**Document passage**
'''

INTRODUCTION

A Repeatable Model for Building World-Changing Products

For more than a century, building world-changing products seemed to be reserved for a small group of visionaries, such as Henry Ford, Steve Jobs, Bill Gates, and Richard Branson. These leaders were lionized for being able to set monumental goals and knowing just how to achieve them—they seemed to have an innate gift for being vision-driven.

It was clear that to succeed at building world-changing products, these leaders had a vision—most organizations have learned from this and have vision statements. Yet taking an idea from concept to reality seems elusively difficult, and only a few organizations (and individuals) seem to have a knack for delivering visionary products.

Despite knowing that it’s important to be vision-driven, it’s easy to default to being iteration-led. If you’ve ever experienced being iteration-led in an organization, you know that it feels like you’re tinkering and focusing on the short term but ultimately missing out on the large-scale opportunity. It turns out that a vision alone isn’t enough to be vision-driven—it requires a new mindset.

To understand the difference between vision-driven and iteration-led, consider the development of the 737 MAX, which had to be grounded worldwide in March 2019 after two newly delivered airplanes crashed within five months, killing 346 people.

Boeing’s 737 platform first entered airline service in 1968. After 40 years of iterations on the 737, engineers at Boeing knew that the plane was nearing the end of its life span. Its low frame, which was a highly desirable feature in the early days of manual loading and unloading of cargo, was now limiting the size of the engine that could fit under the wings. Even in the ’90s, Boeing had to make increasingly desperate attempts to fit larger engines on the 737—the engine in the Next Generation series, for example, had to be egg-shaped to fit under the low frame.1

At this point, Boeing could have pursued a long-term vision and committed to designing a completely new airplane to replace the 737. But on the heels of having invested billions in research and development to develop the new Dreamliner, it was tempting to keep milking the 737 cash cow, Boeing’s bestseller since the ’70s. Boeing management delayed addressing the market demand for a new narrow-body aircraft.

In 2010, archrival Airbus filled this void with the A320neo, which offered 20 percent better fuel efficiency. When American Airlines, Boeing’s biggest and most important customer, decided to add the A320neo to its fleet, Boeing had to act fast. In August 2011, Boeing decided to create the 737 MAX by iterating on the existing 737 platform. While engineers rolled their eyes at having to upgrade the 737 yet again, it seemed to address Boeing’s short-term business goals. This iteration would allow Boeing to launch a certified product in roughly half the time and at 10–15 percent of the cost of designing a new plane from scratch.2

But giving the 737 larger and stronger engines wasn’t a simple task. The 737’s low frame required engineers to move the engine forward. Unfortunately, this caused the plane to become dynamically unstable—its nose tended to tip upward, which made it prone to stalling. To get around this, Boeing developed an automated anti-stall system, the Maneuvering Characteristics Augmentation System (MCAS), to point the noise downward when the plane risked stalling. Ultimately, the MCAS was blamed for both the Lion Air and Ethiopian Airlines crashes that resulted in 346 fatalities.

'''

**Directions**
(a) Answer these questions using the introduction about vision-driven products.
(i) In what year did Boeing's 737 platform first enter airline service?
(ii) How much better fuel efficiency did the A320neo offer?
(iii) What does the abbreviation MCAS stand for?
(b) Please carry on the introduction about vision-driven products, starting after its final sentence.

(Point labeling data based on photos)
'''

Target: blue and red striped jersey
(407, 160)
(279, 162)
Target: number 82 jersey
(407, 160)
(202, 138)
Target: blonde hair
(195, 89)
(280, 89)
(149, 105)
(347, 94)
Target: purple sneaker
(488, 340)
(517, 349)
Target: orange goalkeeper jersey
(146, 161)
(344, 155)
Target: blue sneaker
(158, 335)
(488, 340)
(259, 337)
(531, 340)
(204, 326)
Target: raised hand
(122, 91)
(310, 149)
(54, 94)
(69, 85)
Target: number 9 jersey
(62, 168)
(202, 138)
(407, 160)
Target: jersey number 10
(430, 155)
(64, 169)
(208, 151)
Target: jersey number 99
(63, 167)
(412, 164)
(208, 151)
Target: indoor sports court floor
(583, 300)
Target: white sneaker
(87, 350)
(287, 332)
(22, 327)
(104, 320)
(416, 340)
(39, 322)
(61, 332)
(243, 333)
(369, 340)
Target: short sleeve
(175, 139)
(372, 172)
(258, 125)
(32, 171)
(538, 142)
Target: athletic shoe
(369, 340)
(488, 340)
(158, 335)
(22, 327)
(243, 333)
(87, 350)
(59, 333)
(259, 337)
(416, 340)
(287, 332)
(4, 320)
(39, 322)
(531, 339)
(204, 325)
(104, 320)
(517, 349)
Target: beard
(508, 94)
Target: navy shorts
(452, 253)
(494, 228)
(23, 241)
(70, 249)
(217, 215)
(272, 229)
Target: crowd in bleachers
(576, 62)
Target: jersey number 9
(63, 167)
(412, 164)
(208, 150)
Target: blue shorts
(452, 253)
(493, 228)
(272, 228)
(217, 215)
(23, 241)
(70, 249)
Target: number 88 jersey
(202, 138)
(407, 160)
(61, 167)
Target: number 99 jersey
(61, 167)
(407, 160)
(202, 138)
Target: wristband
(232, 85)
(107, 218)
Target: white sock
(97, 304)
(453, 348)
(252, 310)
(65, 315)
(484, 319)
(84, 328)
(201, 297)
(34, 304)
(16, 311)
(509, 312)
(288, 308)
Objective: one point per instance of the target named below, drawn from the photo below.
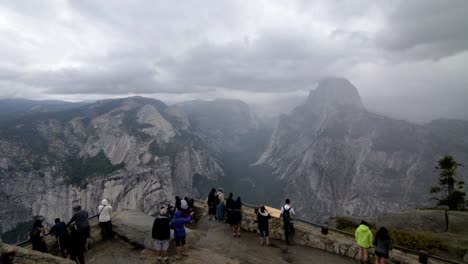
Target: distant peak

'''

**Responses to the exercise**
(a)
(i) 1968
(ii) 20 percent
(iii) Maneuvering Characteristics Augmentation System

(b)
Boeing had allowed market pressures to drive an iteration-led approach to product development. In building the 737 MAX, it had found what is referred to as a local maximum, a solution that optimized for the short term by preventing the loss of marquee clients to Airbus. In the process, however, Boeing had lost its focus on its most important mission: building safe and reliable aircraft. What Boeing needed instead was a vision-driven approach of investing in a brand new plane to reach what’s called the global maximum, the optimal solution in the long term for Boeing, its passengers, and the airlines.

Finding a local maximum is like finding the best move while looking at only a few pieces on the chessboard that are under attack. In contrast, finding the global maximum means playing the long game to find the best move over the entire chessboard. This requires a vision for what you want to achieve and a plan for getting there.

Boeing wasn’t vision-driven, although it had a vision statement. An iteration-led approach often takes root in a vision that’s broad and driven by business goals, for example, “to be the best in …” or “to revolutionize …” In its 2018 Annual Report, Boeing stated, “Our purpose and mission is to connect, protect, explore and inspire the world through aerospace innovation. We aspire to be the best in aerospace and an enduring global industrial champion.”3 A purpose defined this broadly is the equivalent of going on a road trip and stating your destination is “To go north and have the best road trip.”

Without being able to picture your destination in the long term, your short-term needs are the most visible and determine your direction. Not only did Boeing focus on short-term financial results by iterating on the 737 platform over decades, it also optimized for short-term gains by spending $43 billion on share buybacks from 2013 until the first quarter of 2019.4 To put these figures in perspective, consider that to build the Dreamliner from scratch, Boeing invested $32 billion over eight years. A broad vision of having the best road trip can lead to a myopic focus.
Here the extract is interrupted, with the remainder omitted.